### Excerpt:
=== Section Start ===

But others in academia were willing to weigh in on the subject.
Any system that repeatedly snubs someone with the talent to win a Nobel Prize probably deserves scrutiny, said Jeffery L. Osgood Jr., interim executive vice president and provost of West Chester University.
“An institution that missed an opportunity with somebody like this really needs to look deeply at their processes,” he said. “I’d be happy to give her a position.”
The tenure system, especially in the sciences at large research universities, isn’t set up to reward maverick thinkers whose ideas might seem extreme, yet those are the people who may go on to win a Nobel Prize, said several academics.
“At a lot of these places, everything is based off of how much money you are bringing in,” said Brian DeHaven, formerly an associate professor of biology at La Salle University, who now works at the Philadelphia College of Osteopathic Medicine. “In some cases, the job appointment is lab space and you’re on your own for everything else. It incentivizes the sort of stepwise publishable stuff that actually stifles real innovation.”
But he also acknowledged that Kariko’s story isn’t all that uncommon.
“What she might have lacked is what most new investigators need but don’t always get — someone experienced in the current system to help her write the grant proposals and papers likely to be funded and published,” he said.
Laura A. Siminoff, a Temple University professor of social and behavioral sciences, recalled her own struggles when she was trying to get tenure at the University of Pittsburgh medical school, which she got in 2005. She was so disgusted by then that she left for another university. She said she saw her male colleagues get put up for tenure ahead of her, even though she had equivalent or greater accomplishments.
“I had to beg them to put me up for tenure, even though I had millions of dollars in grant money,” said Siminoff, a public health scientist who had been dean of Temple’s college of public health for eight years until 2022.
While it has gotten somewhat better for women, she said she still hears similar challenges from young female assistant professors. She said she has seen the same issues every place she has worked, including Pitt, Temple, Case Western Reserve University and Virginia Commonwealth University.
Those seeking tenure need someone to champion them and mentor them, and women and people of color don’t get that often enough, she said. The system also isn’t set up to support women who may be seeking tenure during the childbearing years.
Universities should make sure women are given salary and research support packages commensurate with men as they start on their journey toward tenure.
‘You have to say yes to every invitation’
Bennett, the Penn professor, recalled how she and Karikó supported each other in the early days.
“People thought we were crazy and overly ambitious,” she said. “We both thought what each other wanted to do was terrific.”

=== Section End ===

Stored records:
=== Section Start ===

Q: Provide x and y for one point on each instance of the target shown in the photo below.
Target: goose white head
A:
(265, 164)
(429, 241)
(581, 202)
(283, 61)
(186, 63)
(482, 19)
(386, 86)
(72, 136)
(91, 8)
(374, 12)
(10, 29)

=== Section End ===

### Required work:
Reproduce the passage of the excerpt on academic tenure starting with "While it has" and going on through "Virginia Commonwealth University.".

### Written solution:
While it has gotten somewhat better for women, she said she still hears similar challenges from young female assistant professors. She said she has seen the same issues every place she has worked, including Pitt, Temple, Case Western Reserve University and Virginia Commonwealth University.